[Exercise task] Count the lines in the listing below that contain the string "exoskeleton", and give only the number.

Extracted data entries:
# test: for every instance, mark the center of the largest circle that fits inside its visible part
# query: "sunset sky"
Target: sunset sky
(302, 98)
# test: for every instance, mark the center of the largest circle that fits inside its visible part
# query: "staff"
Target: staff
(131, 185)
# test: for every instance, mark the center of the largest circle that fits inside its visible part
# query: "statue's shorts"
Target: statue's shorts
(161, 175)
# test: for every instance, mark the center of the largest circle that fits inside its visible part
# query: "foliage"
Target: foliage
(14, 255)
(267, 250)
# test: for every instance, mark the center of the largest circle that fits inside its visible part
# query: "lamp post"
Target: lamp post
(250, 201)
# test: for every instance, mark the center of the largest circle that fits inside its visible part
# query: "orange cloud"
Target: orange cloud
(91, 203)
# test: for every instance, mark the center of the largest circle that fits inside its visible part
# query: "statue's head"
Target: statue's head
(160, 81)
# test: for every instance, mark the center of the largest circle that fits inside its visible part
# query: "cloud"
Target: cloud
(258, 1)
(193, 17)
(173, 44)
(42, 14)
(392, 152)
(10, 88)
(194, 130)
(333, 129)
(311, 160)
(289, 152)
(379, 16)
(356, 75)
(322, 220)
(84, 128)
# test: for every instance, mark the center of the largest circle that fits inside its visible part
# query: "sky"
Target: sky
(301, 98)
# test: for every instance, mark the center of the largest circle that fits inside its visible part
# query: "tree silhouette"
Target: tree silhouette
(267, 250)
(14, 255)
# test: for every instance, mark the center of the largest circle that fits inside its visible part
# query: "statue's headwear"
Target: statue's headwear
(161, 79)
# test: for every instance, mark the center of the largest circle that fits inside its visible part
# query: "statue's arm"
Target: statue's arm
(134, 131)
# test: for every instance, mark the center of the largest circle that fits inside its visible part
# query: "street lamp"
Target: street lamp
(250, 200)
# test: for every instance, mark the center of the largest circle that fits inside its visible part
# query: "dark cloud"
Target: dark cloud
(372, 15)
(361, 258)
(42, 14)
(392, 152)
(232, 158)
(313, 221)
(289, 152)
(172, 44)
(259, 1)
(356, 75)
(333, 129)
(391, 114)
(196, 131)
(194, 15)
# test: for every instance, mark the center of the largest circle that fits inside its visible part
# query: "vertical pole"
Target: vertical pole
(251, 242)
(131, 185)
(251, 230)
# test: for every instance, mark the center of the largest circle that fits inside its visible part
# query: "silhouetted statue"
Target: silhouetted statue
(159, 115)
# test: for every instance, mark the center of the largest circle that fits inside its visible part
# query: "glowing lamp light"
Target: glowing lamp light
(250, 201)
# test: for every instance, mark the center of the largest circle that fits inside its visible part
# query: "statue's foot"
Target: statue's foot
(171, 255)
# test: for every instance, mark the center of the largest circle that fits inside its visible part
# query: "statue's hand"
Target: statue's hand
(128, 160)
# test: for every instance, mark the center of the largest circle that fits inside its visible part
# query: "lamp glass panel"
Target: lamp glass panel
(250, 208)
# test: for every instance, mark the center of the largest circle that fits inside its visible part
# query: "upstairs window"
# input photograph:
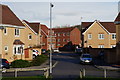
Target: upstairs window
(5, 31)
(89, 36)
(30, 36)
(17, 32)
(114, 36)
(100, 36)
(100, 46)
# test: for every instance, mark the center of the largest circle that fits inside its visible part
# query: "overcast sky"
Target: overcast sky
(64, 13)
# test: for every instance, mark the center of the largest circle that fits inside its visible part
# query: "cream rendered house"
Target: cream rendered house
(16, 36)
(99, 34)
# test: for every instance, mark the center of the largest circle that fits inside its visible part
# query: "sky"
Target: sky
(64, 13)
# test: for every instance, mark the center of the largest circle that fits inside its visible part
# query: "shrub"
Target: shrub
(39, 60)
(20, 63)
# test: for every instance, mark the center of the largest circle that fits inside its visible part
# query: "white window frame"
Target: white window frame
(68, 34)
(5, 31)
(113, 36)
(101, 36)
(112, 46)
(17, 52)
(89, 36)
(17, 32)
(29, 36)
(100, 46)
(58, 44)
(6, 47)
(58, 34)
(63, 34)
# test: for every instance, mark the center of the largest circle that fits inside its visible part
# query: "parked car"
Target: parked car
(35, 53)
(4, 64)
(56, 50)
(86, 59)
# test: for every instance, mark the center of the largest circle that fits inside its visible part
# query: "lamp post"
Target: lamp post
(50, 72)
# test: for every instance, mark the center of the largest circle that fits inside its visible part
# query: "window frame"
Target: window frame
(101, 36)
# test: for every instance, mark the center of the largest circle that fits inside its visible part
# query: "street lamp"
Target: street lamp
(50, 72)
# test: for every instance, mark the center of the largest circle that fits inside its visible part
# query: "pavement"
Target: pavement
(43, 66)
(102, 65)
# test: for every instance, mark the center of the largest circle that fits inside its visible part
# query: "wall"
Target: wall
(94, 42)
(75, 36)
(0, 43)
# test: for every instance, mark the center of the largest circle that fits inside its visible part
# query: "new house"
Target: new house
(65, 35)
(46, 40)
(99, 34)
(16, 36)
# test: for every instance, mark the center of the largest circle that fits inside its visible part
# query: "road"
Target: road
(68, 67)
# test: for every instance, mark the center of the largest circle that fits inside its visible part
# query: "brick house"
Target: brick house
(15, 36)
(117, 23)
(65, 35)
(45, 37)
(99, 34)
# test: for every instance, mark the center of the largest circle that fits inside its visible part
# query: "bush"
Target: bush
(39, 60)
(20, 63)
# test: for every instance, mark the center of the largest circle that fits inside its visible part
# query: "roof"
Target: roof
(109, 26)
(18, 42)
(67, 29)
(44, 29)
(117, 20)
(8, 17)
(33, 26)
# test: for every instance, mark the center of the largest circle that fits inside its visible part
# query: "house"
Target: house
(17, 37)
(99, 34)
(32, 39)
(65, 35)
(46, 39)
(11, 35)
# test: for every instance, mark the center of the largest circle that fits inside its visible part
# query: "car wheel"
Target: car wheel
(4, 70)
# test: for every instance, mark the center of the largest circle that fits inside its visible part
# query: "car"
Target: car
(4, 64)
(43, 51)
(35, 53)
(56, 50)
(86, 59)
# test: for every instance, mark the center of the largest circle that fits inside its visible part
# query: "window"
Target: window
(68, 40)
(30, 36)
(64, 40)
(6, 48)
(63, 34)
(5, 31)
(58, 44)
(68, 34)
(58, 34)
(113, 36)
(17, 32)
(100, 46)
(100, 36)
(89, 36)
(112, 46)
(58, 40)
(18, 49)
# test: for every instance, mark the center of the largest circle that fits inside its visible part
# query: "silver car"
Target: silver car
(86, 59)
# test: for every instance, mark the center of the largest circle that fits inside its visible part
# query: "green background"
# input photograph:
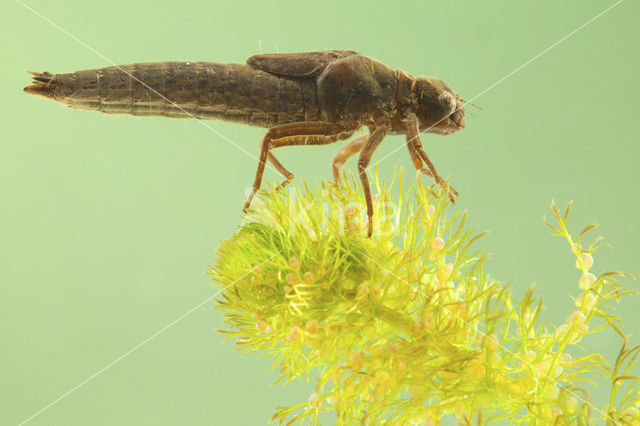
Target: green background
(108, 222)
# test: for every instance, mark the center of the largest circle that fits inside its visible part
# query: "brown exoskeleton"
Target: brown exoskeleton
(313, 98)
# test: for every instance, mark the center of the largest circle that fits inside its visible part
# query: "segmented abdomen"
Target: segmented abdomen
(205, 90)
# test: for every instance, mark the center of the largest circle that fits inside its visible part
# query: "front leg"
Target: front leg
(414, 143)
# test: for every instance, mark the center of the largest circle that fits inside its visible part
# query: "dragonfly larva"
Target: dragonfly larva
(313, 98)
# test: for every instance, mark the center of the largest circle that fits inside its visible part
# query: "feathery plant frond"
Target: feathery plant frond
(407, 328)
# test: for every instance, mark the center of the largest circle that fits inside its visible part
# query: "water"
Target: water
(108, 222)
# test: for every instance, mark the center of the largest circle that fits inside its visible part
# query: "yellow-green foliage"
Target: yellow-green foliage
(406, 328)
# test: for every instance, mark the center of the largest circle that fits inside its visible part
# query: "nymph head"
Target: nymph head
(439, 109)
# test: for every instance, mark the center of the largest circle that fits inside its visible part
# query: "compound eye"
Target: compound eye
(449, 102)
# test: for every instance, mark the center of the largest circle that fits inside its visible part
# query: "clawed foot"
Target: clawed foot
(452, 193)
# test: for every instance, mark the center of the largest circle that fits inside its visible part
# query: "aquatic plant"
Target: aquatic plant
(406, 327)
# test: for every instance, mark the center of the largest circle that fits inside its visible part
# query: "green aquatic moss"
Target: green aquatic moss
(406, 327)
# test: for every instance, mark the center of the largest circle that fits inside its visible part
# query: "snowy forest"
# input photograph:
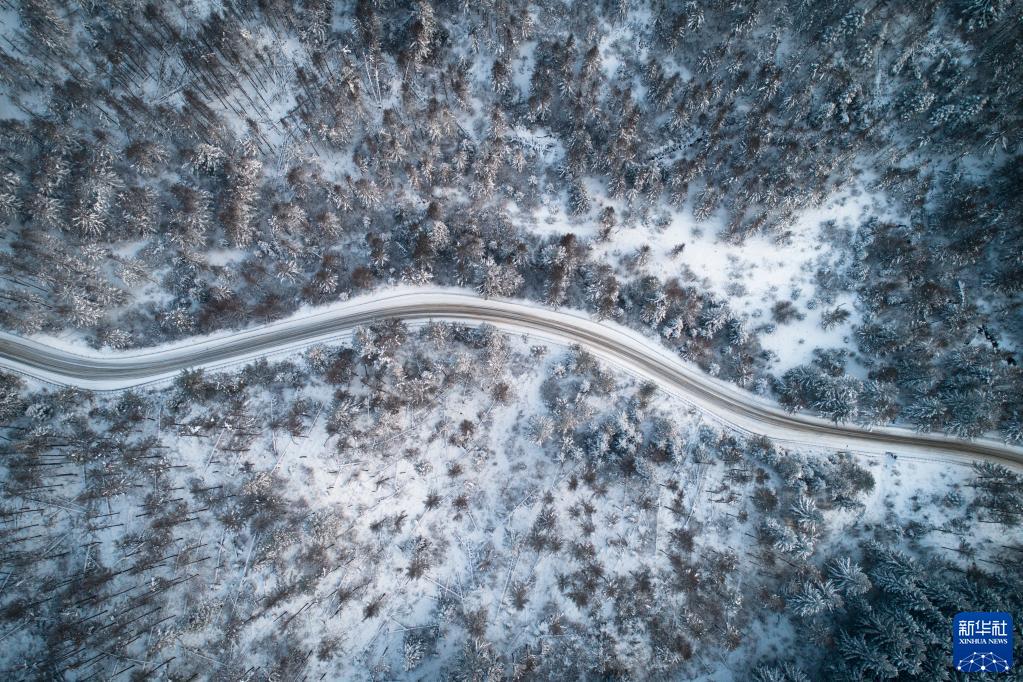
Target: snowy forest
(171, 169)
(818, 202)
(370, 511)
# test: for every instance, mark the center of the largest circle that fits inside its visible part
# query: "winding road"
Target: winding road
(618, 346)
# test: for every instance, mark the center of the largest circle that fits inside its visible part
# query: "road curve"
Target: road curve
(613, 344)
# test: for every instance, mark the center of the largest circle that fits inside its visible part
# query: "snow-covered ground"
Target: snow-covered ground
(751, 276)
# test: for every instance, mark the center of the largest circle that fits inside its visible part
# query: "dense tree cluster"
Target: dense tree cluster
(172, 170)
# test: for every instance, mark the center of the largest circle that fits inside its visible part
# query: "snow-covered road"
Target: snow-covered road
(613, 344)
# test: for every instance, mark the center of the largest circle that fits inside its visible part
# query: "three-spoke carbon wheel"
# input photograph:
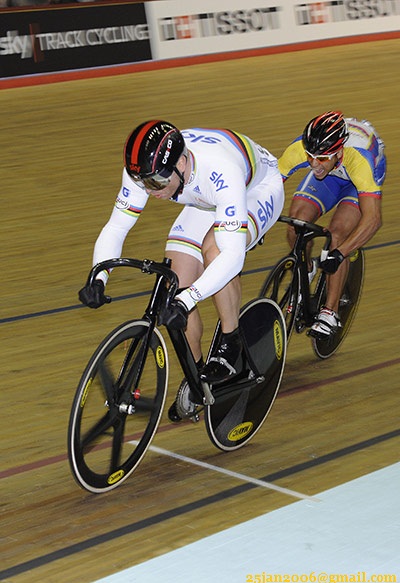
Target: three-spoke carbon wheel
(117, 406)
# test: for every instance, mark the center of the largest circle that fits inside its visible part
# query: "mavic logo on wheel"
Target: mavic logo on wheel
(240, 431)
(278, 340)
(115, 477)
(85, 392)
(354, 256)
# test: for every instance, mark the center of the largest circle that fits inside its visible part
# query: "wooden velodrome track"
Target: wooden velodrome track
(335, 420)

[Output for this exercise] 2